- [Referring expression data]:
********************

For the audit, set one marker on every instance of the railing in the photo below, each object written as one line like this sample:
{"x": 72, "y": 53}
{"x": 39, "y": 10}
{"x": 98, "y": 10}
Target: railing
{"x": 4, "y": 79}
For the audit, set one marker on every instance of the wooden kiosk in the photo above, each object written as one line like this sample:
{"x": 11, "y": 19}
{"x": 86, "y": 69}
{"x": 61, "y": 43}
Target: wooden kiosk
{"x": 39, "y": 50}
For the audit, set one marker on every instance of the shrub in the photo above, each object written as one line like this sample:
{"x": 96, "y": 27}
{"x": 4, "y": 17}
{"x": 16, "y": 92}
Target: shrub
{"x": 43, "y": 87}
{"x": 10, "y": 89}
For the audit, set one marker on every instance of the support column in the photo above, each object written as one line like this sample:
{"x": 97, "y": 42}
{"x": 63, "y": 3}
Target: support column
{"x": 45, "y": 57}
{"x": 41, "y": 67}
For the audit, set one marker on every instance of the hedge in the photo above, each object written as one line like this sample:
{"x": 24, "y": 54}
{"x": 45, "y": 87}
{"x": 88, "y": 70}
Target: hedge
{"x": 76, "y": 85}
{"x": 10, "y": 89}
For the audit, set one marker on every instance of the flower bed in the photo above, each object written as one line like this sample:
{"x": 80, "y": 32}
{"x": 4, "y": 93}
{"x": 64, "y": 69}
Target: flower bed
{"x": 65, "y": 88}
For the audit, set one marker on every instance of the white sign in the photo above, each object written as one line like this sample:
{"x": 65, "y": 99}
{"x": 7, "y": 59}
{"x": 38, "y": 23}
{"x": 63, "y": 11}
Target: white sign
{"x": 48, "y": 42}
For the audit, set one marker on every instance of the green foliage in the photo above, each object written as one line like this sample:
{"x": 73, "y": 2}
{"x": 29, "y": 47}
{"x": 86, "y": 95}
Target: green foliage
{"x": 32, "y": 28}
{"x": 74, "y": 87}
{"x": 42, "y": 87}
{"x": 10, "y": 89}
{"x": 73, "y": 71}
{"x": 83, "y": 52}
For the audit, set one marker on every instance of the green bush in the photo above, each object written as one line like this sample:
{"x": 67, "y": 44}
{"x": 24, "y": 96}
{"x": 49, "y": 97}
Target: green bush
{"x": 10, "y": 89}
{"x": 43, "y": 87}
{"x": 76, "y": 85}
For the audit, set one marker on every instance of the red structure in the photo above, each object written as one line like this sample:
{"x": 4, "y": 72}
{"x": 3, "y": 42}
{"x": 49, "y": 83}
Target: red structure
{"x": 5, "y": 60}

********************

Repeat each entry above, matching every line exactly.

- [Task response]:
For the audit, set one marker on every instance of the railing in the photo below, each object written as one line like this sample:
{"x": 72, "y": 53}
{"x": 39, "y": 10}
{"x": 98, "y": 10}
Target: railing
{"x": 4, "y": 79}
For the audit, set one marker on every instance of the wooden kiosk in the photo above, each object written as one line like this sample:
{"x": 11, "y": 19}
{"x": 86, "y": 69}
{"x": 61, "y": 43}
Target: wooden kiosk
{"x": 39, "y": 50}
For the audit, set one marker on every instance of the shrub in the photo above, each object written as one line like this sample:
{"x": 96, "y": 27}
{"x": 4, "y": 17}
{"x": 16, "y": 92}
Target: shrub
{"x": 43, "y": 87}
{"x": 10, "y": 89}
For the audit, set one marker on every instance of the support column in the photo above, each object written as one line like this sample:
{"x": 97, "y": 42}
{"x": 63, "y": 3}
Target: support column
{"x": 45, "y": 57}
{"x": 41, "y": 67}
For the audit, set one marker on every instance of the hedge in the photo above, each object written as one line like this sample:
{"x": 24, "y": 54}
{"x": 45, "y": 87}
{"x": 88, "y": 70}
Target: hedge
{"x": 76, "y": 85}
{"x": 10, "y": 89}
For the audit, set one marker on every instance of the flower bed in the photo above, each object written as one line like this sample:
{"x": 80, "y": 32}
{"x": 4, "y": 93}
{"x": 64, "y": 69}
Target: flower bed
{"x": 65, "y": 88}
For the audit, set one marker on every instance of the white sign in the photo above, each object written as one line like this sample:
{"x": 65, "y": 99}
{"x": 7, "y": 59}
{"x": 38, "y": 23}
{"x": 63, "y": 11}
Target: white sign
{"x": 48, "y": 42}
For the audit, set one marker on every instance of the green foliage in the photo above, each object written as one line like this sample:
{"x": 73, "y": 2}
{"x": 29, "y": 47}
{"x": 86, "y": 95}
Target: green foliage
{"x": 32, "y": 28}
{"x": 74, "y": 87}
{"x": 42, "y": 87}
{"x": 10, "y": 89}
{"x": 73, "y": 71}
{"x": 83, "y": 52}
For the audit, set one marker on every instance of the green bush in the photo above, each object written as one line like this sample:
{"x": 67, "y": 44}
{"x": 24, "y": 96}
{"x": 49, "y": 97}
Target: green bush
{"x": 10, "y": 89}
{"x": 43, "y": 87}
{"x": 76, "y": 85}
For the audit, set one marker on every instance of the red structure in the photo above, each object written as one line like this sample:
{"x": 4, "y": 72}
{"x": 3, "y": 42}
{"x": 49, "y": 83}
Target: red structure
{"x": 5, "y": 60}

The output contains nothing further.